» Information provided
--- begin ---
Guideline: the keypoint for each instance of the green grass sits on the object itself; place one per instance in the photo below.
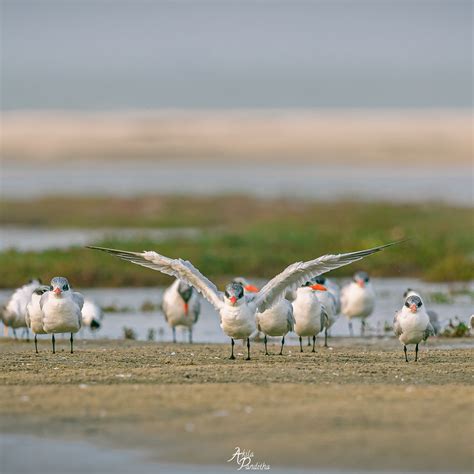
(244, 236)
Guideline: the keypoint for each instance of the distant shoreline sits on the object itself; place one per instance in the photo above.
(366, 137)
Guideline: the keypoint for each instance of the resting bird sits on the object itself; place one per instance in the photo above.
(237, 311)
(62, 310)
(412, 324)
(358, 299)
(15, 310)
(181, 307)
(433, 315)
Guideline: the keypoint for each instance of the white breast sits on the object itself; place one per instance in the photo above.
(307, 312)
(357, 302)
(174, 309)
(238, 322)
(413, 326)
(274, 321)
(34, 318)
(61, 314)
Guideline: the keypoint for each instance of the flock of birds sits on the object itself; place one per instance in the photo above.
(300, 299)
(50, 309)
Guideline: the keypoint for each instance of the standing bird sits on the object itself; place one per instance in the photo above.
(34, 313)
(181, 307)
(330, 303)
(92, 315)
(237, 311)
(412, 324)
(248, 287)
(276, 321)
(433, 315)
(358, 299)
(62, 310)
(310, 315)
(15, 310)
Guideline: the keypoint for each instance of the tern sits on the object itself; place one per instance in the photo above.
(358, 299)
(181, 307)
(92, 315)
(276, 321)
(236, 310)
(433, 315)
(15, 310)
(330, 300)
(34, 314)
(310, 315)
(62, 310)
(412, 324)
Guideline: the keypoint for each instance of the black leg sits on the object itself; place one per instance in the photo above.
(282, 344)
(232, 356)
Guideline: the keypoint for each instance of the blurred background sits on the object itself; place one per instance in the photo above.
(241, 135)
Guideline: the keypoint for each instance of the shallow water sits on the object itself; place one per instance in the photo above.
(207, 330)
(48, 456)
(451, 184)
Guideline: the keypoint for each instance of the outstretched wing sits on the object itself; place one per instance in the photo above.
(300, 272)
(178, 268)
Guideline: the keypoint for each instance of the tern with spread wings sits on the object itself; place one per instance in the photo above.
(237, 310)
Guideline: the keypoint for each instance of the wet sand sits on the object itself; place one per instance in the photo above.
(356, 406)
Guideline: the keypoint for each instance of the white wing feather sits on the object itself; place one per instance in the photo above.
(182, 269)
(300, 272)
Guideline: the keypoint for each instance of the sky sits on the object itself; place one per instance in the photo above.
(121, 54)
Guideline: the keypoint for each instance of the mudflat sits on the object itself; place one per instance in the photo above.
(355, 406)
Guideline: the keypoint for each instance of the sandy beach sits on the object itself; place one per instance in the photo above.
(342, 408)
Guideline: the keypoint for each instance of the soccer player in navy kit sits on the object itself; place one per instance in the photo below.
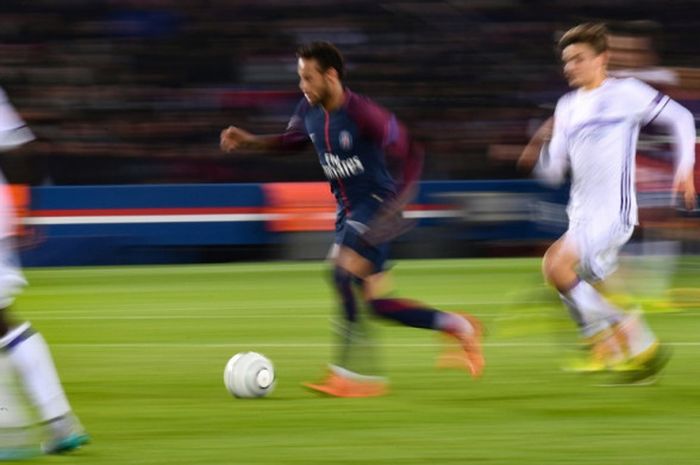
(351, 135)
--- end ---
» Do this
Please lay out the lines above as a JSON list of strings, one string per line, leaving out blank lines and the pictures.

» Response to the task
[
  "Guideline: the keypoint for each instance of the green grass sits on the object itself; place one per instance in the photo below.",
  "(244, 236)",
  "Guideline: the keypoint for each instance of the distant shoreline sits on the object itself; place one per instance in the photo above.",
  "(366, 137)",
  "Guideline: the keypoint for each instance of the resting bird sits on the object itself; place one per instance in the photo above.",
  "(237, 311)",
  "(62, 310)",
  "(412, 324)",
  "(358, 299)",
  "(15, 310)",
  "(181, 307)",
  "(433, 315)",
  "Guideline: the keypoint for each instance of the white breast sits on the object itself; place one per instance in the photo above.",
  "(307, 312)",
  "(357, 302)",
  "(174, 309)",
  "(238, 322)",
  "(413, 326)",
  "(274, 321)",
  "(34, 318)",
  "(61, 314)",
  "Guideline: the keypoint for each instance of the flock of birds sits on the object itself; place one per instance in the photo above.",
  "(300, 299)",
  "(50, 309)",
  "Guideline: the keypoint for each instance of the standing bird sits on the object itself; place one per instance in the photo above.",
  "(34, 313)",
  "(181, 307)",
  "(330, 303)",
  "(92, 315)",
  "(237, 311)",
  "(412, 324)",
  "(248, 287)",
  "(276, 321)",
  "(433, 315)",
  "(358, 299)",
  "(62, 310)",
  "(310, 315)",
  "(15, 310)",
  "Guideline: the keypoint for each instance of the tern sits on the object itself; place one per instance in the photo above.",
  "(358, 299)",
  "(181, 307)",
  "(92, 315)",
  "(276, 321)",
  "(236, 310)",
  "(433, 315)",
  "(15, 310)",
  "(330, 300)",
  "(34, 314)",
  "(310, 315)",
  "(62, 310)",
  "(412, 324)",
  "Guideline: the keypoint for each instance of the black leg sits on the object itself; place one per instance in the photo above.",
  "(282, 344)",
  "(232, 356)",
  "Guideline: the keypoint for each instance of the blurred background sits on the object itself; place one per instance in the photo above.",
  "(241, 135)",
  "Guideline: the keypoint for each instance of the shallow water sits on the object itself; place one per instance in the photo above.",
  "(207, 330)",
  "(48, 456)",
  "(451, 184)",
  "Guideline: the keypoint for each instance of the outstretched wing sits on the object itself; place one per instance in the photo above.",
  "(300, 272)",
  "(178, 268)",
  "Guideline: the keypoint for each instance of the tern with spread wings sits on the object itself; place one per instance in the photo above.",
  "(237, 310)",
  "Guideline: the keypoint for each instance of the wet sand sits on the object itself; place one per instance in the photo above.",
  "(356, 406)",
  "Guideline: the keypoint for each instance of the white wing feather sits on the object itself; place one per instance in the photo above.",
  "(182, 269)",
  "(300, 272)",
  "Guideline: the keypoint for each instance of the sky sits on the object itself; place one per instance in the photo above.",
  "(121, 54)",
  "Guideline: the keypoint for each instance of the mudflat sits on the object itself; place one per instance in the photo above.",
  "(355, 406)",
  "Guideline: the keypoint for each instance of the sandy beach sits on the object itself; place one per instance in the photo above.",
  "(342, 408)",
  "Guideline: the keypoint for each instance of the soccer player in navy kit sits on the object itself; place one per instance in the photo below.",
  "(351, 135)"
]